TASK OBJECTIVE: Copy every line of the items below word for word, leaving the pictures out of your answer.
───── GIVEN RECORDS ─────
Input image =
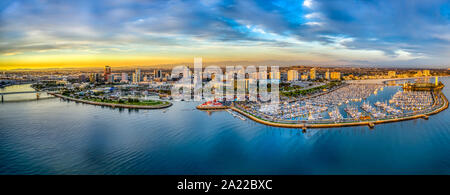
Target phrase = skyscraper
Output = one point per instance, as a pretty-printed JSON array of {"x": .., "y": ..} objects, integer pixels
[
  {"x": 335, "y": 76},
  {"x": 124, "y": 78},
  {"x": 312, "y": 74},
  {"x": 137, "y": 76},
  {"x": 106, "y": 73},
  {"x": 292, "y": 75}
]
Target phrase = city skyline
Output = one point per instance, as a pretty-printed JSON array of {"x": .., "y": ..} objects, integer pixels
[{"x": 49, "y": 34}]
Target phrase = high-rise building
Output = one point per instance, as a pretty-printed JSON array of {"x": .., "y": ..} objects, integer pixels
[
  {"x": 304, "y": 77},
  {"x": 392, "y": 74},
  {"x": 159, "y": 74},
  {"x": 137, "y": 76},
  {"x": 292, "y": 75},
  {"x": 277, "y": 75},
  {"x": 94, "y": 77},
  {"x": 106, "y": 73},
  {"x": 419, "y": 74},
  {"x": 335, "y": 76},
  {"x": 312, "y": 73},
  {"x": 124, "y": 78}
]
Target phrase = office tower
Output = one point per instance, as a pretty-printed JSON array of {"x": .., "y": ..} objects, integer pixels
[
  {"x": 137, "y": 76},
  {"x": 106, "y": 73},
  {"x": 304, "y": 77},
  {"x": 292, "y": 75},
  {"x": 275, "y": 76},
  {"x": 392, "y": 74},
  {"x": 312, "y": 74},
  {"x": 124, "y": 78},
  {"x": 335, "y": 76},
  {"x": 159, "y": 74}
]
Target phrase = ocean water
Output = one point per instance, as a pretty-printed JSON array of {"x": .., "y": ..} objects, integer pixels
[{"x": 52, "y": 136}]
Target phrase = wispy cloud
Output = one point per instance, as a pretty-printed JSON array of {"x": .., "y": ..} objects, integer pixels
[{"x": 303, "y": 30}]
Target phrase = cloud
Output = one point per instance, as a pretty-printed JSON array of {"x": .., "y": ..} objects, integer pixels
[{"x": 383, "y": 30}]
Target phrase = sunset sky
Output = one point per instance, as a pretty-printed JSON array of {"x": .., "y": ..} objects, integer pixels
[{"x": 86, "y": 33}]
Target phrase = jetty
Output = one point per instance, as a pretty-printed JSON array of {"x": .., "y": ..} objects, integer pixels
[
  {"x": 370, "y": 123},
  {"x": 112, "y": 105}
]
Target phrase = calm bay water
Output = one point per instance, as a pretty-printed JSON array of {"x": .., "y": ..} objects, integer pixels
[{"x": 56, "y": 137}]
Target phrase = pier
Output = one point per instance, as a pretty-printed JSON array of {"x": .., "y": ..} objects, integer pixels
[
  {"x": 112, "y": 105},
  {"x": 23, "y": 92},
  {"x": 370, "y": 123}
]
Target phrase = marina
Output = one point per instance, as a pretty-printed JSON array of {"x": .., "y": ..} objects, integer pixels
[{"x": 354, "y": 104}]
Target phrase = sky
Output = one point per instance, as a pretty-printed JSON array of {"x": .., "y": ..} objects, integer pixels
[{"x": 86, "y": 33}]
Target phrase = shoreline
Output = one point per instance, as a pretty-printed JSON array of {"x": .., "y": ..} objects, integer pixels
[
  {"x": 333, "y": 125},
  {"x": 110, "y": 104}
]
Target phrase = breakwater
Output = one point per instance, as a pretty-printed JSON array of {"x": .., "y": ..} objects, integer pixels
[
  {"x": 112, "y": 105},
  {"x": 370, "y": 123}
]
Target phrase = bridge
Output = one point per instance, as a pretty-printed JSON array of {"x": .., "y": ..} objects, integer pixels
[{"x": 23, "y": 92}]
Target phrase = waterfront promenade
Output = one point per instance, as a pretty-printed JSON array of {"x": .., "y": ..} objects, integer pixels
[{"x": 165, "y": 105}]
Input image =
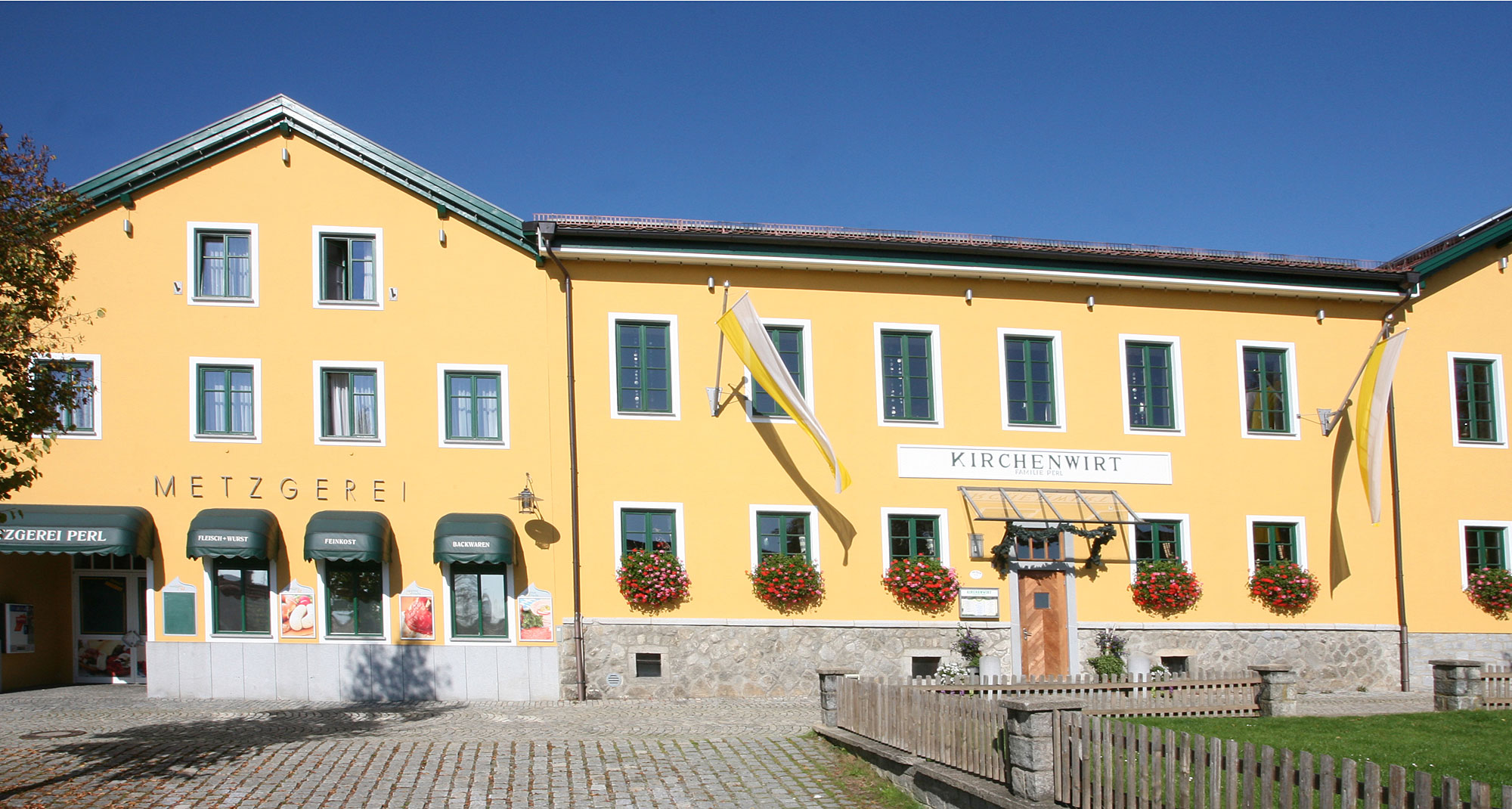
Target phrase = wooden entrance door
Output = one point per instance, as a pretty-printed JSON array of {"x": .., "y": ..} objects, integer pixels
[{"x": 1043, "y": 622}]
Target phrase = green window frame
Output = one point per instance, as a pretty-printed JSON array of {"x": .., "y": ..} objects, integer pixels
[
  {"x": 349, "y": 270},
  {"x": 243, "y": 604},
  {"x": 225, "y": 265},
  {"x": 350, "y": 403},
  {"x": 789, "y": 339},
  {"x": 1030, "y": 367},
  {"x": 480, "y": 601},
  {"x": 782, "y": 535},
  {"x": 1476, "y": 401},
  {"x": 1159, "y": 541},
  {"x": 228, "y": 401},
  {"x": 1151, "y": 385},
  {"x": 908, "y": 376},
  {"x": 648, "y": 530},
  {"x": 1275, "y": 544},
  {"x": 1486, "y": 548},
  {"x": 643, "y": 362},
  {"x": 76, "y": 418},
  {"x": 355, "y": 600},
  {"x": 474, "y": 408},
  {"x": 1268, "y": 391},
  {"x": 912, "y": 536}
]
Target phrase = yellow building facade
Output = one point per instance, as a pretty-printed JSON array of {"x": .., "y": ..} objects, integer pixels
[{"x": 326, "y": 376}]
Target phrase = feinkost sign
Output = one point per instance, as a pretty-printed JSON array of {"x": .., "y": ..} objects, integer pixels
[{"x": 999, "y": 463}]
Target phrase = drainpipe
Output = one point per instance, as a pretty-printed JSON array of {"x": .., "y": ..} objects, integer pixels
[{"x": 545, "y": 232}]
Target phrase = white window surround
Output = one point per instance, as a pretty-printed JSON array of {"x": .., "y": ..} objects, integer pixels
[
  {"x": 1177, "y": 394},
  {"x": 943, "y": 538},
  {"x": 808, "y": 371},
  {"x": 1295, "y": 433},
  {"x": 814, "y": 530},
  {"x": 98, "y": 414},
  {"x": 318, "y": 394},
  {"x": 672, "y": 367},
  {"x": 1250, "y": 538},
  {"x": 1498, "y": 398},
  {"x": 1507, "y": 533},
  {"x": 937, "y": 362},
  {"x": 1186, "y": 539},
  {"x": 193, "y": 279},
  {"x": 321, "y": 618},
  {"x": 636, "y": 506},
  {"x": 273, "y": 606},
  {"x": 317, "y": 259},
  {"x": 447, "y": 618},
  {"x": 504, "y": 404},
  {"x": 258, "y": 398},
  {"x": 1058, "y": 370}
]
─────
FINAL ANSWER:
Input image =
Target phrase = skyscraper
Output = one point per instance, as a pretty-printed JSON array of {"x": .., "y": ..} objects, integer pixels
[
  {"x": 335, "y": 76},
  {"x": 124, "y": 78},
  {"x": 312, "y": 74},
  {"x": 137, "y": 76},
  {"x": 106, "y": 73},
  {"x": 292, "y": 75}
]
Target phrase = city skyline
Output = one point per instance, as a pretty-printed JSON array of {"x": .., "y": ..} objects, integer pixels
[{"x": 49, "y": 34}]
Target phrase = high-rise building
Output = one point per instance, as a pretty-printed JSON array of {"x": .., "y": ..} objects, integer pixels
[
  {"x": 304, "y": 77},
  {"x": 392, "y": 74},
  {"x": 159, "y": 74},
  {"x": 137, "y": 76},
  {"x": 292, "y": 75},
  {"x": 277, "y": 75},
  {"x": 94, "y": 77},
  {"x": 106, "y": 73},
  {"x": 419, "y": 74},
  {"x": 335, "y": 76},
  {"x": 312, "y": 73},
  {"x": 124, "y": 78}
]
Target phrase = office tower
Output = one point per instance, as a pretty-printed JSON array of {"x": .., "y": ..} objects, integer pixels
[
  {"x": 137, "y": 76},
  {"x": 106, "y": 73},
  {"x": 304, "y": 77},
  {"x": 292, "y": 75},
  {"x": 275, "y": 76},
  {"x": 392, "y": 74},
  {"x": 312, "y": 74},
  {"x": 124, "y": 78},
  {"x": 335, "y": 76},
  {"x": 159, "y": 74}
]
Target phrase = ocean water
Output = one point per instance, as a pretty-printed JSON array of {"x": .., "y": ..} objects, integer pixels
[{"x": 52, "y": 136}]
Target phrase = wispy cloud
Output = one point per instance, as a pretty-printed JSON array of {"x": .., "y": ..} objects, integer pixels
[{"x": 303, "y": 30}]
Target phrase = cloud
Output = one point per instance, as a pretty-printed JSON array of {"x": .., "y": ..} objects, integer pixels
[{"x": 383, "y": 30}]
Target phrase = sunset sky
Output = one point per instance, as a pretty-printed JSON array of {"x": .., "y": ..} objects, integer pixels
[{"x": 86, "y": 33}]
Target phrase = jetty
Output = one point per instance, as a pretty-printed JSON array of {"x": .., "y": ..} objects, integer pixels
[
  {"x": 370, "y": 123},
  {"x": 112, "y": 105}
]
Target phrase = calm bay water
Output = one point per instance, as a pretty-printed JSON array of {"x": .., "y": ..} objects, integer pixels
[{"x": 56, "y": 137}]
Target phrase = pier
Output = one point per instance, as a pretty-printed JSON array of {"x": .., "y": ..} objects, integer pixels
[
  {"x": 112, "y": 105},
  {"x": 23, "y": 92},
  {"x": 370, "y": 123}
]
Target phrase = marina
Output = one point per instance, as a pretty-printed JSON array of {"x": .., "y": ..} objects, integer pixels
[{"x": 354, "y": 104}]
Target phrase = sky
Output = one point per instance, as a pretty-printed JSON array of {"x": .., "y": ..} objects, integer pixels
[{"x": 86, "y": 33}]
Target phrase = shoreline
Output = one point per instance, as a pretty-printed JSON array of {"x": .., "y": ..} objects, integer pixels
[
  {"x": 333, "y": 125},
  {"x": 110, "y": 104}
]
Target phrase = breakwater
Output = one point per instance, as a pretty-printed JSON array of {"x": .., "y": ..} objects, integer pixels
[
  {"x": 112, "y": 105},
  {"x": 370, "y": 123}
]
Target phrase = bridge
Output = one point per instance, as a pretty-printed JSON array of {"x": .., "y": ..} objects, integer pixels
[{"x": 23, "y": 92}]
Target phrase = waterfront promenade
Output = one point per instance, as a pretty-printed JSON array of {"x": .., "y": ..} objects, integer pixels
[{"x": 165, "y": 105}]
Input image =
Target phrase = wooden entrance door
Output = one point per instance, as a pretty-printed JSON array of {"x": .., "y": ..} objects, integer pixels
[{"x": 1043, "y": 622}]
Target phrase = green window frame
Output = one point per instance, as a pretty-printed JSON array of {"x": .., "y": ..} objects, integer pixels
[
  {"x": 349, "y": 270},
  {"x": 243, "y": 604},
  {"x": 225, "y": 265},
  {"x": 350, "y": 403},
  {"x": 789, "y": 339},
  {"x": 1030, "y": 367},
  {"x": 480, "y": 601},
  {"x": 782, "y": 535},
  {"x": 1476, "y": 401},
  {"x": 1159, "y": 541},
  {"x": 228, "y": 401},
  {"x": 1151, "y": 385},
  {"x": 908, "y": 376},
  {"x": 648, "y": 530},
  {"x": 1275, "y": 544},
  {"x": 1486, "y": 548},
  {"x": 643, "y": 362},
  {"x": 76, "y": 418},
  {"x": 355, "y": 600},
  {"x": 474, "y": 408},
  {"x": 1268, "y": 391},
  {"x": 912, "y": 536}
]
Target phrase = yellow building facade
Output = one point per instance, as a pretty-printed JSON array of {"x": .., "y": ..} objects, integer pixels
[{"x": 326, "y": 376}]
Target phrase = feinkost sign
Output = one point per instance, as a pretty-printed JSON array of {"x": .., "y": ..} objects, integer pixels
[{"x": 999, "y": 463}]
Target phrase = drainpipe
Output = one point per instance, as a pretty-printed JSON array of {"x": .., "y": ..} objects, integer pixels
[{"x": 545, "y": 232}]
Target phrase = white window surround
Output = one point per instance, as a pretty-printed JSON array of {"x": .., "y": ..} objects, integer pixels
[
  {"x": 1177, "y": 394},
  {"x": 943, "y": 538},
  {"x": 808, "y": 371},
  {"x": 1295, "y": 433},
  {"x": 814, "y": 530},
  {"x": 98, "y": 414},
  {"x": 318, "y": 394},
  {"x": 672, "y": 367},
  {"x": 1250, "y": 538},
  {"x": 1498, "y": 398},
  {"x": 1507, "y": 533},
  {"x": 937, "y": 362},
  {"x": 1186, "y": 539},
  {"x": 193, "y": 279},
  {"x": 321, "y": 618},
  {"x": 636, "y": 506},
  {"x": 273, "y": 606},
  {"x": 317, "y": 259},
  {"x": 447, "y": 618},
  {"x": 504, "y": 404},
  {"x": 258, "y": 398},
  {"x": 1058, "y": 370}
]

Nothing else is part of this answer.